▶ [SUPPLIED RECORDS]:
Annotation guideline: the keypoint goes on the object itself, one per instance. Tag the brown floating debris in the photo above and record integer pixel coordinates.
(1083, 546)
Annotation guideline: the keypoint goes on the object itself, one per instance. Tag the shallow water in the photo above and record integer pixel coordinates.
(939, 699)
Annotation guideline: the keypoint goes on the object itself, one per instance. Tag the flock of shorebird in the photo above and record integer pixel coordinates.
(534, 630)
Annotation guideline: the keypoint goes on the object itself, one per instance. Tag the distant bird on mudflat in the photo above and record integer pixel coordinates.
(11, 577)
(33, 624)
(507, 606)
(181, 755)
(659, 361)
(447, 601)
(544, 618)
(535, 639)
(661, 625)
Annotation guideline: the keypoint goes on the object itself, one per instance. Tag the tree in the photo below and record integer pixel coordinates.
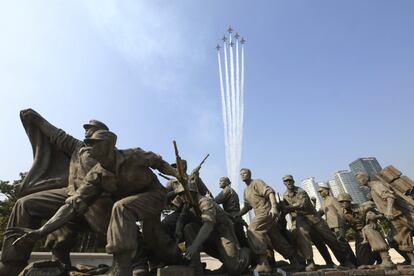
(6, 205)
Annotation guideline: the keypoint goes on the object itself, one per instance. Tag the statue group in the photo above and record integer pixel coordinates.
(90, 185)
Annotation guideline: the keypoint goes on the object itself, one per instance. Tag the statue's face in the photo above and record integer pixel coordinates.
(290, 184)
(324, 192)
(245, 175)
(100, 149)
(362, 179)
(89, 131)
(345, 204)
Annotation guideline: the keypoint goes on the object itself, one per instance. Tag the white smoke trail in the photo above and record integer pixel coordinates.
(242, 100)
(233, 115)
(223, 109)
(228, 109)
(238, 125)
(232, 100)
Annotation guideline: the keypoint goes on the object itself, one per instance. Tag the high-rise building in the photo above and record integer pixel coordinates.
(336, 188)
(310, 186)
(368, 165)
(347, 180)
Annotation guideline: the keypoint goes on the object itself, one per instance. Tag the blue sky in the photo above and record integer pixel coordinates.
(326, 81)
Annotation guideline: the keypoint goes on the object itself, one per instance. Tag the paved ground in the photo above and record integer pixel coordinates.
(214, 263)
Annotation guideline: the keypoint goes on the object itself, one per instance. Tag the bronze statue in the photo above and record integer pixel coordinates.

--

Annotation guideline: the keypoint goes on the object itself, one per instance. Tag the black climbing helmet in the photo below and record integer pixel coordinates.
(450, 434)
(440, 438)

▶ [YOUR GOAL]:
There is a run of lines above from the one with "Tag the high-rise" to the one with "Tag the bronze"; print exactly that run, both ends included, and nothing else.

▶ [OUTPUT OF THE TASK]:
Annotation guideline: the keypoint goes on the object itself, one per instance. Tag the high-rise building in the photo above and record integer pixel coordinates.
(336, 188)
(310, 186)
(368, 165)
(347, 180)
Annotation guideline: the keypoint goes on the object itself, one per instance. Tag the blue sky in the photo above and record integer pixel coordinates.
(326, 81)
Annotation guideline: the keypoint goes on the object itself, one per instance. Tag the paved ground in the photo above and record integer pixel coordinates.
(214, 263)
Annotation guideline: the keypoint goes on the object itself, one per instance. Tag the bronze statue in the photo above and record integer pixel coordinates.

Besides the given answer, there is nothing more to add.